# Juicy Couture at Sephora



## TamiChoi (Oct 22, 2008)

Juicy Loves Sephora at Sephora


Just wondering if anyone has came across these at Sephora and which ones they like. Any reviews or recommendations? TIA! I 
	

	
	
		
		

		
			





 Juicy Couture!

I'm thinking about getting the brush set and the hard traincase.


----------



## MiCHiE (Oct 22, 2008)

Their stuff is cute, but I have to be head over heels with it to pay the prices they ask. I mostly buy it when/if I have a discount somewhere.


----------



## TamiChoi (Oct 22, 2008)

Quote:

   Originally Posted by *♥MiCHiE♥* 

 
_Their stuff is cute, but I have to be head over heels with it to pay the prices they ask. I mostly buy it when/if I have a discount somewhere._

 
I know! I wish they'd have a discount. That's what I'm waiting for. lol.


----------



## MiCHiE (Oct 22, 2008)

Maybe it'll be around for the F&F sale. It's sometime in Nov., I think.


----------



## MACLovin (Oct 22, 2008)

Sorry, but I'm not paying $395 for a train case.. that's just insane! I don't like Juicy enough to warrant spending that kind of money. Their stuff is ridiculously expensive, and while cute, it's not THAT cute..


----------



## TISH1124 (Oct 22, 2008)

Adorable!! But I could never justify the money for that...I would buy a juicy handbag that I could carry everyday, everywhere first! But I do like!!


----------



## pinklips1207 (Oct 22, 2008)

i was thinkin of the brush sets too...but is it even worth it???


----------



## clslvr6spd (Oct 22, 2008)

It's all really cute! But I can't afford that shit now! ~sigh~


----------



## TamiChoi (Oct 22, 2008)

Quote:

   Originally Posted by *TISH1127* 

 
_Adorable!! But I could never justify the money for that...I would buy a juicy handbag that I could carry everyday, everywhere first! But I do like!!_

 
I know, I only have one. lol I'll just sit here and 
	

	
	
		
		

		
		
	


	




 until I can get the brush set

 Quote:

   Originally Posted by *pinklips1207* 

 
_i was thinkin of the brush sets too...but is it even worth it???_

 
I know, I want to hear reviews to see if the brushes are good.

 Quote:

   Originally Posted by *clslvr6spd* 

 
_It's all really cute! But I can't afford that shit now! ~sigh~_

 
same


----------



## thelove4tequila (Oct 22, 2008)
################
» Required actions:
1. Answer these from the Juicy Couture thread.
(a) Which two items is TamiChoi thinking about getting?
(b) What price does MACLovin refuse to pay for a train case?
(c) What would TISH1124 buy first instead?
2. Write what comes next in the Juicy Couture thread, picking up right after its final line.

» Dataset extract:
################
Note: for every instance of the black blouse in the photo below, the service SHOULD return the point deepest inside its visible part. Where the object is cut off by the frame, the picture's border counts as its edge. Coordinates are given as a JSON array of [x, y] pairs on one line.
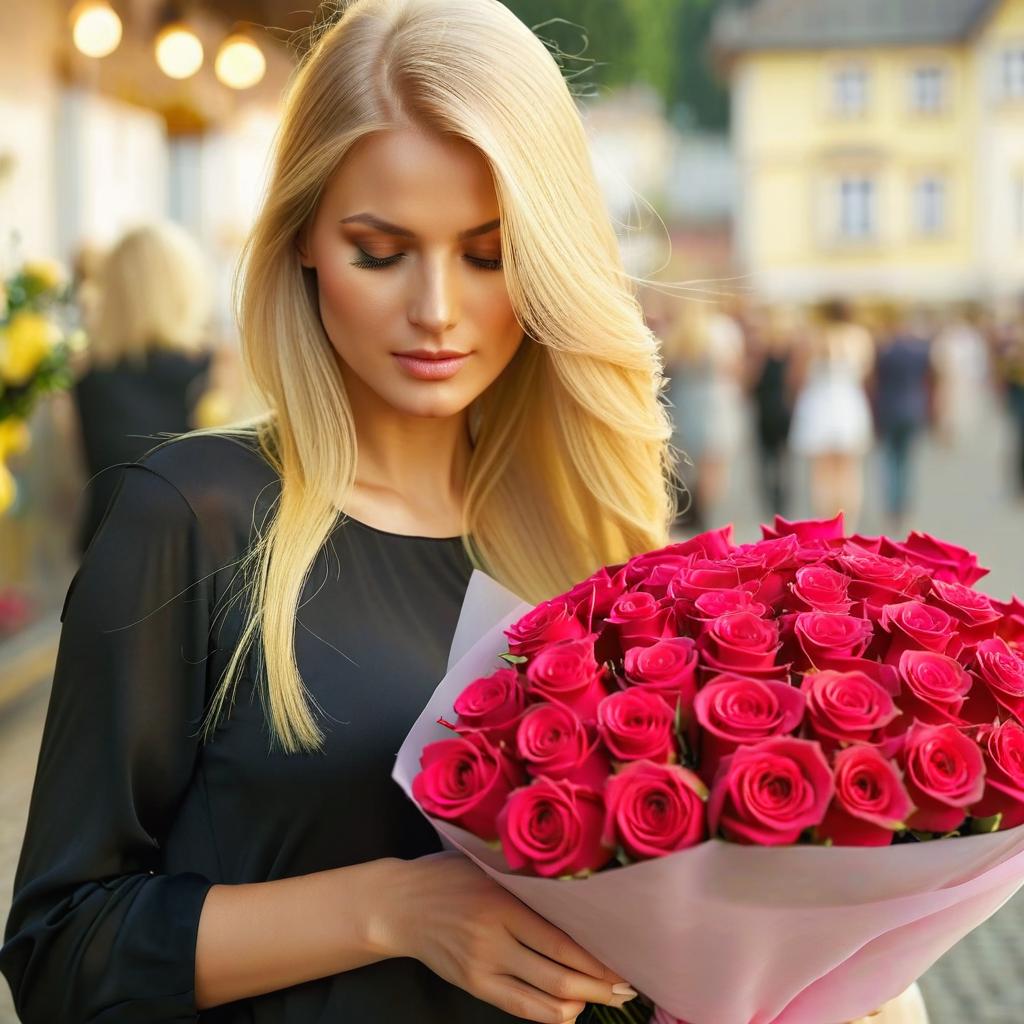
[[132, 818]]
################
» Exercise responses:
1.
(a) The brush set and the hard traincase.
(b) $395.
(c) A Juicy handbag that could be carried every day, everywhere.

2.
Quote:

   Originally Posted by *pinklips1207* 

 
_i was thinkin of the brush sets too...but is it even worth it???_

 
NO! No! NOOOO!!!! OMG. I was given a JC brush set for my birthday and they are THE.WORST.BRUSHES.EVER. I'm serious. They are like brushes you would find at the 99cents store. Sooo bad. I was/am really angry with the company that would let people buy such shitty brushes for $60564690. Ridiculous. They were rough, bristles weren't the same length, shed and bleed like crazy. I LOVE Juicy Couture but the brushes suck ass. I'm not exaggerating when I say they were the quality of cheap 99cent store brushes. 
	

	
	
		
		

		
		
	


	







JC really dropped the ball on that one.


----------



## pinklips1207 (Oct 22, 2008)

Quote:

   Originally Posted by *thelove4tequila* 

 
_NO! No! NOOOO!!!! OMG. I was given a JC brush set for my birthday and they are THE.WORST.BRUSHES.EVER. I'm serious. They are like brushes you would find at the 99cents store. Sooo bad. I was/am really angry with the company that would let people buy such shitty brushes for $60564690. Ridiculous. They were rough, bristles weren't the same length, shed and bleed like crazy. I LOVE Juicy Couture but the brushes suck ass. I'm not exaggerating when I say they were the quality of cheap 99cent store brushes. 
	

	
	
		
		

		
		
	


	







JC really dropped the ball on that one._

 
thank god!!! you just saved my a$$!!!lol!


----------



## TamiChoi (Oct 22, 2008)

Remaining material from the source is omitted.